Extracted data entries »
:::

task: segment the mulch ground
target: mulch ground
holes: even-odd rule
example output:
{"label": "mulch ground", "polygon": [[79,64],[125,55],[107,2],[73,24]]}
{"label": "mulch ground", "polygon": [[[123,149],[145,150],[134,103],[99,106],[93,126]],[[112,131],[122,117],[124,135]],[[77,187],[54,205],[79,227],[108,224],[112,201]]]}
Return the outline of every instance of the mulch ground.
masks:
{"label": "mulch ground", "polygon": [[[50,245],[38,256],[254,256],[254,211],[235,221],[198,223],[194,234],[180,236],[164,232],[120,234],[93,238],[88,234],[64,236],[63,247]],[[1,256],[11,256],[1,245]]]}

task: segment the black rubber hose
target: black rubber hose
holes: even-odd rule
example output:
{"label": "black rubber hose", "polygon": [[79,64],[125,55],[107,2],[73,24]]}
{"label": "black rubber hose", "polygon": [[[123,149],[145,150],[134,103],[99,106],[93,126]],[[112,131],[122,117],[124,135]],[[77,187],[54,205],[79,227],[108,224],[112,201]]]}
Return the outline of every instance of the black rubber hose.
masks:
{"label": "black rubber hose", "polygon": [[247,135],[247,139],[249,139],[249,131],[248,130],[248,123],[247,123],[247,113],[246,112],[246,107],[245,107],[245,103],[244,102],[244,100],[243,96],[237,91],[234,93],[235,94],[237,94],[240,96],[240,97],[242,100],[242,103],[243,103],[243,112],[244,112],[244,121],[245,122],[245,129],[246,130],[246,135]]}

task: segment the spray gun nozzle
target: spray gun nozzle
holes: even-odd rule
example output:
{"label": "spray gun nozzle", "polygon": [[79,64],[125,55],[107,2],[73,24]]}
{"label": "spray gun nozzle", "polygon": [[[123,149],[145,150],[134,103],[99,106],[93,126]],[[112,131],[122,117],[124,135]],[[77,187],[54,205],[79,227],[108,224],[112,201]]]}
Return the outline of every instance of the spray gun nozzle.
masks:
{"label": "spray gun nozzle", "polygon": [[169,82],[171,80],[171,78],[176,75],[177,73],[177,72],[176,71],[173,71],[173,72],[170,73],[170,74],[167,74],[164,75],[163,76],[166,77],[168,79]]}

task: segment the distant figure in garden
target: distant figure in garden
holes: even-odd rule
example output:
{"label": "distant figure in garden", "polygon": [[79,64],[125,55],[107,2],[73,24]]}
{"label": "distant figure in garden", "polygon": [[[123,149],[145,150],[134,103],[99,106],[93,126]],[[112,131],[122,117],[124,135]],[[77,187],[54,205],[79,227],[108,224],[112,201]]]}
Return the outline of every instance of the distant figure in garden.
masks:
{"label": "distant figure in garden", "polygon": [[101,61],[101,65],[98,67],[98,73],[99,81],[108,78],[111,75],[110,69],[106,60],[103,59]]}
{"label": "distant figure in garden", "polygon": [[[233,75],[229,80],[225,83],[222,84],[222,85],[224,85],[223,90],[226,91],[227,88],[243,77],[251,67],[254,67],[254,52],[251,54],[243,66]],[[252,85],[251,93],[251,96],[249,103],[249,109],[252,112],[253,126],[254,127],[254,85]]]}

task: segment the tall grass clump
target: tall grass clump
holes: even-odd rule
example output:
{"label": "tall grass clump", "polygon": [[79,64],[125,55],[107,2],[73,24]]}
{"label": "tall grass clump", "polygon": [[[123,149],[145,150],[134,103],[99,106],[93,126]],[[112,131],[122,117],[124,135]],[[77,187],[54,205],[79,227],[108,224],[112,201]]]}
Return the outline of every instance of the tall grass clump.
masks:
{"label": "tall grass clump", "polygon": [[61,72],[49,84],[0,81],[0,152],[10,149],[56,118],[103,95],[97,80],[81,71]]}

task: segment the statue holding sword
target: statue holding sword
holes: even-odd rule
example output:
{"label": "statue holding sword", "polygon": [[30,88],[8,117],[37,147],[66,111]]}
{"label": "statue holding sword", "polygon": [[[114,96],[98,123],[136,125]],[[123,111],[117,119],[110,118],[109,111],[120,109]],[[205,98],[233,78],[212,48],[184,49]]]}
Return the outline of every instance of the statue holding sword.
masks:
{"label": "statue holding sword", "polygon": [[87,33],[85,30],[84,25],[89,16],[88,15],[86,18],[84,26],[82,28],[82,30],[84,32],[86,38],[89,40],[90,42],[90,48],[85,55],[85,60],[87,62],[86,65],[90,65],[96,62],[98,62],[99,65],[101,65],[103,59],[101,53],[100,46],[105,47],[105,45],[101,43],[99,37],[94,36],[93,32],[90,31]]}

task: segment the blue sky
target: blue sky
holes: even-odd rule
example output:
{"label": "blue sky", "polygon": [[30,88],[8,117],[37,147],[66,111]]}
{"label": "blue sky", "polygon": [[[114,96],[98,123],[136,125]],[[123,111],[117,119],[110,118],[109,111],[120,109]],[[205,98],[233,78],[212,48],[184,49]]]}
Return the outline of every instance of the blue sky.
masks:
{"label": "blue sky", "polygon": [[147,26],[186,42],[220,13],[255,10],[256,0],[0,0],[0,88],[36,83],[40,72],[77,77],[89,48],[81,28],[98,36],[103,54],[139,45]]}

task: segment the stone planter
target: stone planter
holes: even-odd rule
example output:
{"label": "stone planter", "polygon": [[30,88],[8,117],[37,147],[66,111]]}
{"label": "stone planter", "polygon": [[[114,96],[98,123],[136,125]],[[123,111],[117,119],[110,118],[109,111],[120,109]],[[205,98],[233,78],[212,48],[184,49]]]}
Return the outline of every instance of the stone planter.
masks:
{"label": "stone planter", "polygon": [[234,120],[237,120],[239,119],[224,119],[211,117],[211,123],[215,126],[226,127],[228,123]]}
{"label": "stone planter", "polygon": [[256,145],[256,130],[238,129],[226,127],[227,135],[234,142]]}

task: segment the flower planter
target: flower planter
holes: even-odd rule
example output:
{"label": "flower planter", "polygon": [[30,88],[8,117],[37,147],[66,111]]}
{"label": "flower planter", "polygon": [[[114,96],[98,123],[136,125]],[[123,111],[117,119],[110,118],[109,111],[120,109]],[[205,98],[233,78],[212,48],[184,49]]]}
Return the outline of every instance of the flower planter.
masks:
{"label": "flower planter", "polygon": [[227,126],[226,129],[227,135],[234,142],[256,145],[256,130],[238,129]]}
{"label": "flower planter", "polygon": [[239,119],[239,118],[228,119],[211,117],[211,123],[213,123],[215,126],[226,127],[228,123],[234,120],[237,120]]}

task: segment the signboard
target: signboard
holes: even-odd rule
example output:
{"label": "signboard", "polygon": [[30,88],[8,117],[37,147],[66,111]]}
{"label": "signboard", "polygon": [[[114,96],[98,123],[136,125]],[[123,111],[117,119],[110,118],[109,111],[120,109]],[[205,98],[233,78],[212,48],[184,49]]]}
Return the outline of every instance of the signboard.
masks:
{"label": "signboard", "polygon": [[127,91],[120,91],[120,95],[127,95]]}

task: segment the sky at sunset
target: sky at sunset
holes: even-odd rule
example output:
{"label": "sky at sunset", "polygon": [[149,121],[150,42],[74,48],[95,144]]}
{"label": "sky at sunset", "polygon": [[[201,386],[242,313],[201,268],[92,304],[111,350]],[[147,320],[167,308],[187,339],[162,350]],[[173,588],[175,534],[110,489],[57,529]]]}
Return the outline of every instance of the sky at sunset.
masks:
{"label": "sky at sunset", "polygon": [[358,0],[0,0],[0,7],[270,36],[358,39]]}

:::

Could you scale everything from the line containing "task: segment the signboard" down to the end of the material and return those lines in full, requests included? Multiply every polygon coordinate in the answers by 1.65 and round to whole numbers, with halves going up; leave the requests and their format samples unchanged.

Result for this exercise »
task: segment the signboard
target: signboard
holes: even-odd rule
example output:
{"label": "signboard", "polygon": [[30,88],[8,117],[37,147],[66,111]]}
{"label": "signboard", "polygon": [[[114,96],[98,123],[136,125]],[[123,111],[117,119],[110,118],[109,111],[120,109]],[[205,98],[233,78],[212,48],[184,49]]]}
Return the outline of every instance of the signboard.
masks:
{"label": "signboard", "polygon": [[210,150],[198,150],[198,157],[210,157]]}

task: segment the sky at sunset
target: sky at sunset
holes: even-odd rule
example output:
{"label": "sky at sunset", "polygon": [[149,121],[150,42],[74,48],[95,144]]}
{"label": "sky at sunset", "polygon": [[[201,386],[242,313],[201,268],[92,304],[111,350]],[[147,320],[167,308],[187,339],[162,350]],[[173,588],[175,534],[110,489],[57,529]]]}
Return the outline of every instance of the sky at sunset.
masks:
{"label": "sky at sunset", "polygon": [[591,0],[0,0],[0,12],[446,59],[591,64]]}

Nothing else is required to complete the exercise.